# WRITTEN TASK
Starting with the line that contains "Would you be able to point at the red", set down each line through the end of the entries below, exactly and with nothing added.

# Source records
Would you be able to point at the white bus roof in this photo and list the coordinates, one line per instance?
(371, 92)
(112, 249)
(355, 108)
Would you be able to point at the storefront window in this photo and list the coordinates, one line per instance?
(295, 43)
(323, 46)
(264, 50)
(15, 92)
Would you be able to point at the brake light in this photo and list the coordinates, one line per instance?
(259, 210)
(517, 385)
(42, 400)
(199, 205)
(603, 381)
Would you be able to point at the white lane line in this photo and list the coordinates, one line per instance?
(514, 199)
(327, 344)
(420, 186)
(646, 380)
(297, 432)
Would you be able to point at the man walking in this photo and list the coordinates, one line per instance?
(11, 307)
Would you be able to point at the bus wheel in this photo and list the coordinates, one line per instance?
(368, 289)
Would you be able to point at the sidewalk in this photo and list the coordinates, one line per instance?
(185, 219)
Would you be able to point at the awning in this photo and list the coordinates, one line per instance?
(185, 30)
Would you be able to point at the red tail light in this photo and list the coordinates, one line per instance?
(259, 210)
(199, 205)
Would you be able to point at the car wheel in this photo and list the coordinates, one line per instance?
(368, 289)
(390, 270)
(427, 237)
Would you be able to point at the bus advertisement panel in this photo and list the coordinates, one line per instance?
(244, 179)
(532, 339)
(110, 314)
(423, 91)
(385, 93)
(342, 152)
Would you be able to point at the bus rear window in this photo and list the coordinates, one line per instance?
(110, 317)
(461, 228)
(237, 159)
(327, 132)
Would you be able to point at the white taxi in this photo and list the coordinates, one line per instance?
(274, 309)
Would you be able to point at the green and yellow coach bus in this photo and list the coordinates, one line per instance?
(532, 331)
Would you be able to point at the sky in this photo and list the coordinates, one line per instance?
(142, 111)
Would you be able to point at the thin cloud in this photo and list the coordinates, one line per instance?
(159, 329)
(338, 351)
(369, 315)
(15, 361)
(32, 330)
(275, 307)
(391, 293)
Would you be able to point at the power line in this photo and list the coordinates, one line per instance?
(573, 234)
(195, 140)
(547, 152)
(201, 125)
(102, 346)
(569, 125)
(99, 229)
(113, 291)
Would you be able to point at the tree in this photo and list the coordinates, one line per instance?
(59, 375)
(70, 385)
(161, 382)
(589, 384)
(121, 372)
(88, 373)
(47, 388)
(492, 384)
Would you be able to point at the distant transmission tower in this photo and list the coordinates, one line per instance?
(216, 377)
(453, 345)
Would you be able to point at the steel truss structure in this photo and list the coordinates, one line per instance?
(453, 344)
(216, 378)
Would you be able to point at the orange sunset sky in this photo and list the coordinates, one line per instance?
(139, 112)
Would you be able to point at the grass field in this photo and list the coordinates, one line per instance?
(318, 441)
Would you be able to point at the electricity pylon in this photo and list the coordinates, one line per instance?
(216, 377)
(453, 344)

# FINAL RESULT
Would you be able to point at the red tail light in this photo and list the coordinates, one line per instance?
(259, 210)
(199, 205)
Would you be able to point at the car wheel in this photo and list the coordinates, one line per instance?
(368, 289)
(390, 270)
(427, 237)
Would you be able to point at the bus advertisement panel in this photo and list the coordinates, one line per instance?
(244, 179)
(532, 339)
(110, 314)
(423, 91)
(385, 93)
(342, 152)
Would you be able to point at the bus rear window in this photo and list the coordinates, one line per instance?
(110, 317)
(461, 228)
(237, 159)
(327, 132)
Would you be able to point at the white taxi in this photo and list the coordinates, one line per instance?
(274, 309)
Would you be able to point at the green and yellow coach bus in this photo and list the coordinates, one line per instance?
(532, 331)
Would you be able to point at the sky in this photo and list the coordinates, one line per instance?
(142, 111)
Would you be able to point at the thin cloud in this photo and list the coordinates, one line per instance?
(159, 329)
(338, 351)
(369, 315)
(15, 361)
(32, 330)
(275, 307)
(391, 293)
Would you be able to point at the power line in this photo and list the coordinates, one line per instance?
(573, 234)
(195, 140)
(547, 152)
(201, 125)
(102, 346)
(569, 125)
(99, 229)
(113, 291)
Would you be able to point at the tree in this photo and list the coordinates, one line per instance?
(59, 375)
(70, 385)
(161, 382)
(589, 384)
(121, 372)
(88, 373)
(47, 388)
(492, 384)
Would you be able to point at the distant transmission tower in this photo and list the coordinates, one line per instance?
(216, 377)
(453, 345)
Would you be able to point at the steel truss structure in this photo and list the coordinates, one line per instance?
(453, 344)
(216, 378)
Would you be able to point at the orange sunset sky in this photo and list the coordinates, one line per instance?
(139, 112)
Would you be able to point at the grass field in this photo and list the coordinates, one line per instance?
(318, 441)
Would you be able to point at the electricity pylon in this photo and list the coordinates, one line per instance?
(216, 377)
(453, 344)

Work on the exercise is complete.